▶ **Exercise task A**:
In the passage on joining strings in SQL below, rewrite the paragraph beginning "The standard string concatenation operator" more briefly while keeping its main facts.

▶ **Passage shown**:

Sorry this isn't really the place for this but I was wondering if anyone could tell me quickly how to concatenate strings together in an SQL statement like:



SELECT `page` + '#' + `section` AS 'url'
FROM `bbcode`

Which currently returns '0' for each field.

Keith Hedger
June 23rd, 2008, 04:05 PM
I think this is what u need
mysql> SELECT CONCAT('My', 'S', 'QL');
-> 'MySQL'
mysql> SELECT CONCAT('My', NULL, 'QL');
-> NULL
mysql> SELECT CONCAT(14.3);
-> '14.3'

u might want to install the docs for my sql via synaptic (mysql-doc-5.0)

CptPicard
June 23rd, 2008, 04:12 PM
The standard string concatenation operator in SQL is ||. Like 'Add this' || ' to this'.

▶ **Exercise task B**:
Copy the rows below, from their start up to and including the line that contains "399), (915, 350)]". Leave out the pictures.

▶ **Material for this exercise**:
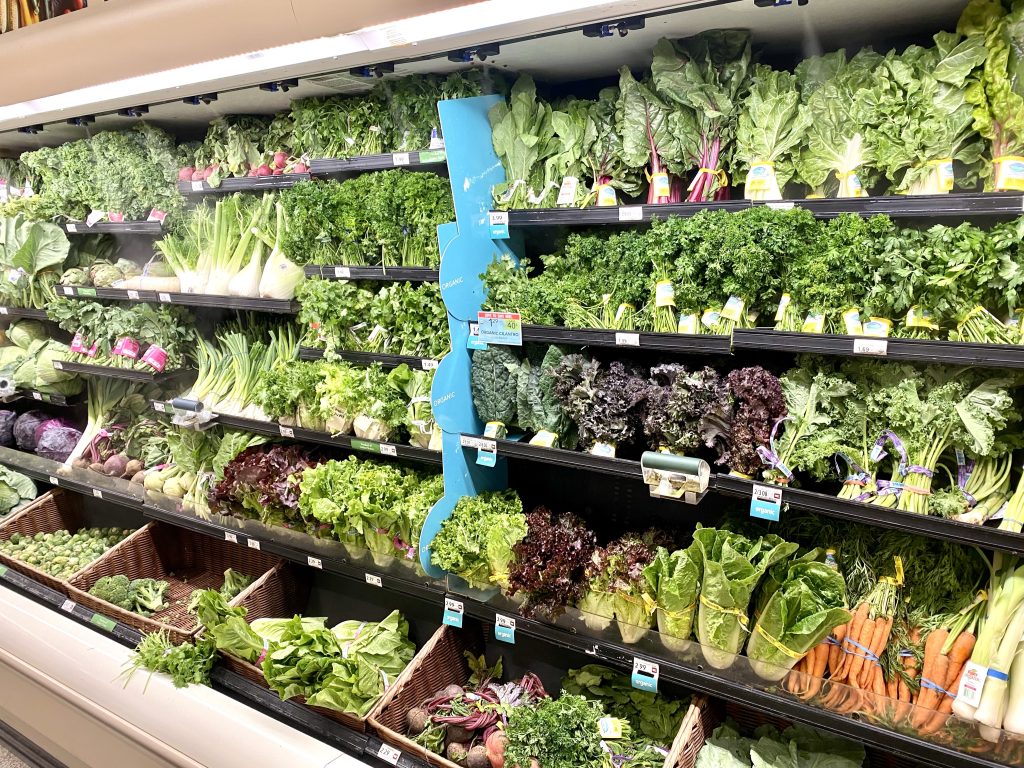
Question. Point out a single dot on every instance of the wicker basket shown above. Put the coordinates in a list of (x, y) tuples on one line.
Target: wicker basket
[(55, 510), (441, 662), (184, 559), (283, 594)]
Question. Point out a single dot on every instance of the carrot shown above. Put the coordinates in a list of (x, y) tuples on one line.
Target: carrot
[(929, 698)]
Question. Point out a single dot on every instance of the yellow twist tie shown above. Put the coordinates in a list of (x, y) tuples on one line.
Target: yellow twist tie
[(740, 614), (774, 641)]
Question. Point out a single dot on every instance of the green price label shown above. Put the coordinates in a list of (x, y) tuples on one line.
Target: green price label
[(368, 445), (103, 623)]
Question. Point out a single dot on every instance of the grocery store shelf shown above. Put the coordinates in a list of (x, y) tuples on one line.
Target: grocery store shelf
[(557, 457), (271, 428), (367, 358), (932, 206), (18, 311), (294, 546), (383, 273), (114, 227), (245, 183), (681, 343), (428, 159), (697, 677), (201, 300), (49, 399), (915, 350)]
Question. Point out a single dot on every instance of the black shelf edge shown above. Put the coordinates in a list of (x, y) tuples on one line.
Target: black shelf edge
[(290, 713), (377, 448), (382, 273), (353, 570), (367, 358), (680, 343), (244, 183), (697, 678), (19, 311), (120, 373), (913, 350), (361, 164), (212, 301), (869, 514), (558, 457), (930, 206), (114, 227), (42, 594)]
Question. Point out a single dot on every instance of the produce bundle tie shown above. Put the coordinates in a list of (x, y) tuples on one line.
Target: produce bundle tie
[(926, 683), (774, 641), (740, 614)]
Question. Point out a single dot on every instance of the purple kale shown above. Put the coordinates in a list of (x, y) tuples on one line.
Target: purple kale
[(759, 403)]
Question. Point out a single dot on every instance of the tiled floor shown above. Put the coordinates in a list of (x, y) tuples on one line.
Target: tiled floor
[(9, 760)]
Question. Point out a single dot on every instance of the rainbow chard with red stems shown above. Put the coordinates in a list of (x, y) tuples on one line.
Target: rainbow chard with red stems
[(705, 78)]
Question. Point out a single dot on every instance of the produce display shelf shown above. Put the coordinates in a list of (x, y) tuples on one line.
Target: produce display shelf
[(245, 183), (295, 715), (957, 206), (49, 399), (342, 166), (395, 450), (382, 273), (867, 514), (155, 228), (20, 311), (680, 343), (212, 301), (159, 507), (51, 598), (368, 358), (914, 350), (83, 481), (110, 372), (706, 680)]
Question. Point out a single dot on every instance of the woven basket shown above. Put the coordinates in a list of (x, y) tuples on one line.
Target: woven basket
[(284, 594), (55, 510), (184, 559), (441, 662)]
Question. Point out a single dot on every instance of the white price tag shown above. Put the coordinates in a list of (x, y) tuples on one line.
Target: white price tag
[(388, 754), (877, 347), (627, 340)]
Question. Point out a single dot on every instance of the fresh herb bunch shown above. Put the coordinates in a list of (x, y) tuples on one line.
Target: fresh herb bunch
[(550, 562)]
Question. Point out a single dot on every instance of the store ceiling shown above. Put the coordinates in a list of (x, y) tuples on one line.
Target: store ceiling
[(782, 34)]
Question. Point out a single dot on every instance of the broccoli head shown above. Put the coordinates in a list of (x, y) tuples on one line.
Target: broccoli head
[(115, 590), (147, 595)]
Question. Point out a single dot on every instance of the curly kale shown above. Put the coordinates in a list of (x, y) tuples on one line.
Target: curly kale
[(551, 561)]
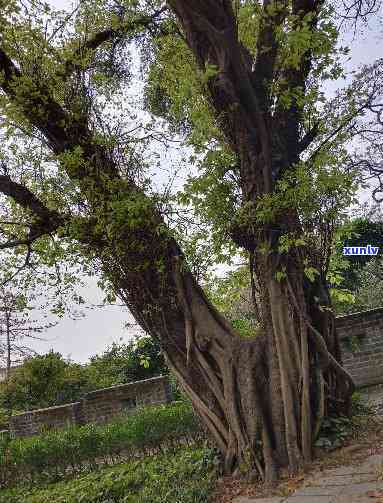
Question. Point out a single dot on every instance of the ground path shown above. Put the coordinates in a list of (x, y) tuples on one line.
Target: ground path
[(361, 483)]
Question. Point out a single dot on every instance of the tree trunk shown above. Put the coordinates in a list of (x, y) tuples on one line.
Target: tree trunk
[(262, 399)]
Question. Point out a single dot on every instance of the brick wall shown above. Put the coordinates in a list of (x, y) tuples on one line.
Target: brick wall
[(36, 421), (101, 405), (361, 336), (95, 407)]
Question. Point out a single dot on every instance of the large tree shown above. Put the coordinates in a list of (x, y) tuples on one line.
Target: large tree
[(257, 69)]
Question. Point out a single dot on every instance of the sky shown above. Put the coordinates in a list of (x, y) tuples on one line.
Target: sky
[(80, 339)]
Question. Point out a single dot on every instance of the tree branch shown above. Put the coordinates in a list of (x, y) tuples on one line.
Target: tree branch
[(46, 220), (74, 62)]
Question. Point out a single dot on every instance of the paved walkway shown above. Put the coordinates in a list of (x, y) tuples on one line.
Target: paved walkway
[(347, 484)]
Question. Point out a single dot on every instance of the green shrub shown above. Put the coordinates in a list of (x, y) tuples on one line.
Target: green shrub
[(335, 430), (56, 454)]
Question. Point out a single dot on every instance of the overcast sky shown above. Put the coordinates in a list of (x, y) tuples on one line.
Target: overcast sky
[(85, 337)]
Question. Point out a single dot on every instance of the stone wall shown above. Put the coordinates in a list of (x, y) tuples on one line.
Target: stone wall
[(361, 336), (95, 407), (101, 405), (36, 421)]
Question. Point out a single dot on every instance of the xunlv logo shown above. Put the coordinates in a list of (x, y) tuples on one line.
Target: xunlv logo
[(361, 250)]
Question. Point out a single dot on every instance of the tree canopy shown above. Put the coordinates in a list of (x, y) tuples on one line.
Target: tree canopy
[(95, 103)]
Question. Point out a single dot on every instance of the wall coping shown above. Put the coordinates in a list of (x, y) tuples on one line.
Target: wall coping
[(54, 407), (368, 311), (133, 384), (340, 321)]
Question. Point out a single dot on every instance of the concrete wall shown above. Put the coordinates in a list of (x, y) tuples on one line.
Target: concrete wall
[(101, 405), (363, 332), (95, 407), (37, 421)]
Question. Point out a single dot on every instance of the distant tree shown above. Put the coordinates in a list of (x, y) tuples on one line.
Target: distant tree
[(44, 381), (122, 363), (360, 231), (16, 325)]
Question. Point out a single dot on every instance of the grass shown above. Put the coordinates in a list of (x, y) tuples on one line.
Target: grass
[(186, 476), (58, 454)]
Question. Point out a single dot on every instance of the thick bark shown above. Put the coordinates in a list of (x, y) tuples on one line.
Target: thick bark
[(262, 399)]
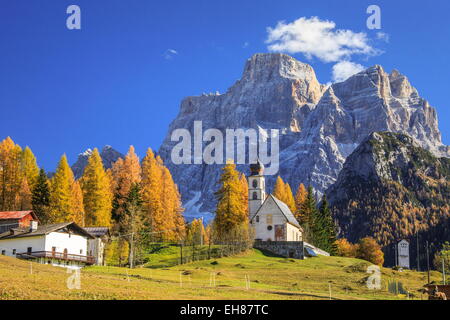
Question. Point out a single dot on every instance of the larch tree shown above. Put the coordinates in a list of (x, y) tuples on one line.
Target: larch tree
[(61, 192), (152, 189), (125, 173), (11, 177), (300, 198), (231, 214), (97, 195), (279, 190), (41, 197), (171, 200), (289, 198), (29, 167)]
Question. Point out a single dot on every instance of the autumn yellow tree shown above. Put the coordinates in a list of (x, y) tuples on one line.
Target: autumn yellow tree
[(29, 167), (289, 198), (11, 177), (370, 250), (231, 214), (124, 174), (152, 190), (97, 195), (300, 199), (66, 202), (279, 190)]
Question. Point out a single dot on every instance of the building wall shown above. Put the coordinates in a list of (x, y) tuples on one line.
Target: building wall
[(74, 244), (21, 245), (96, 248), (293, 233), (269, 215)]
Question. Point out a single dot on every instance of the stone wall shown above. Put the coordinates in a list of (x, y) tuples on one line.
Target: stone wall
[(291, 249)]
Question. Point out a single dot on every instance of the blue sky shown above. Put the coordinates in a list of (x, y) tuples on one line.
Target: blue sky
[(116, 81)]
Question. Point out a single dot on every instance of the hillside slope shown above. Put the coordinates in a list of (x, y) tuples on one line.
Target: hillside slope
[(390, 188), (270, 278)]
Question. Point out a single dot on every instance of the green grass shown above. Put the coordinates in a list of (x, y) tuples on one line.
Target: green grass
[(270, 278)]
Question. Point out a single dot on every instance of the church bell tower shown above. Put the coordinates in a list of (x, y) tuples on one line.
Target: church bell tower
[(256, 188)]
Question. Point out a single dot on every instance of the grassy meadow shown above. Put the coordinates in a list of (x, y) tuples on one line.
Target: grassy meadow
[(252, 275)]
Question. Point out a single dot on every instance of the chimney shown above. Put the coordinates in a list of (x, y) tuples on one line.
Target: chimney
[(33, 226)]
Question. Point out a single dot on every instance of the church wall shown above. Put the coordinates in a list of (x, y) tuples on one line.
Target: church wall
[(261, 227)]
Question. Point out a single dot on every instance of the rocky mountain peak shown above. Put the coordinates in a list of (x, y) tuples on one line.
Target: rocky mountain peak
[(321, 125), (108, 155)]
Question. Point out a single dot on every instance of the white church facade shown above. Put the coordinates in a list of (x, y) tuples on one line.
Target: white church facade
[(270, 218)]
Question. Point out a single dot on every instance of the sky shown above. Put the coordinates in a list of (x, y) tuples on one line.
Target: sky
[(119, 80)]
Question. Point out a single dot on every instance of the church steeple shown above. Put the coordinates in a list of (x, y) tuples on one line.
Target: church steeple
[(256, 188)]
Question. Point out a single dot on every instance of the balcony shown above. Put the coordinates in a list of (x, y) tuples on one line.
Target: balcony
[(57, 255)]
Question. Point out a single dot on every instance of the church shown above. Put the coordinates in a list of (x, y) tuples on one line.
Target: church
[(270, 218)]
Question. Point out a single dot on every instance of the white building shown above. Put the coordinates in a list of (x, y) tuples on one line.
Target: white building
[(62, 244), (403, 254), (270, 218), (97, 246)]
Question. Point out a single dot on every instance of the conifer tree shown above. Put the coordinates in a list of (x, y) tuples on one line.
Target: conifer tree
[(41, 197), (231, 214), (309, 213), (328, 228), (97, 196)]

▶ **Task output A**:
Standard SQL joins strings with ||, as in 'Add this' || ' to this'.

▶ **Task output B**:
Question. Point out a single dot on every instance of the wicker basket shown above. Put the coordinates in a list of (x, y) tuples on one line.
Target: wicker basket
[(55, 510), (441, 662), (184, 559), (283, 594)]
Question. Point out a single dot on every instance of the carrot shown above. Put the coordinates in a list of (x, y) tuples on one line.
Target: carrot
[(929, 698)]
Question. Point out a single dot on every instance of the yellow twist tie shown above. Put the coordinates in a list of (x, y) tuples on one line.
Target: yellow twist tie
[(740, 614), (774, 641)]
Question. Point out a single dot on every instance of the green price label shown above. Put the coordinates in a list of (x, y) tuples on one line.
Target: green price label
[(368, 445), (103, 623)]
Question. Point out a single dot on every instance of the grocery store shelf shown above. Put the coordinates in a list of (x, y) tuples on one line.
Target: grocery store shelf
[(557, 457), (271, 428), (367, 358), (932, 206), (18, 311), (294, 546), (383, 273), (114, 227), (245, 183), (681, 343), (428, 159), (697, 677), (201, 300), (49, 399), (915, 350)]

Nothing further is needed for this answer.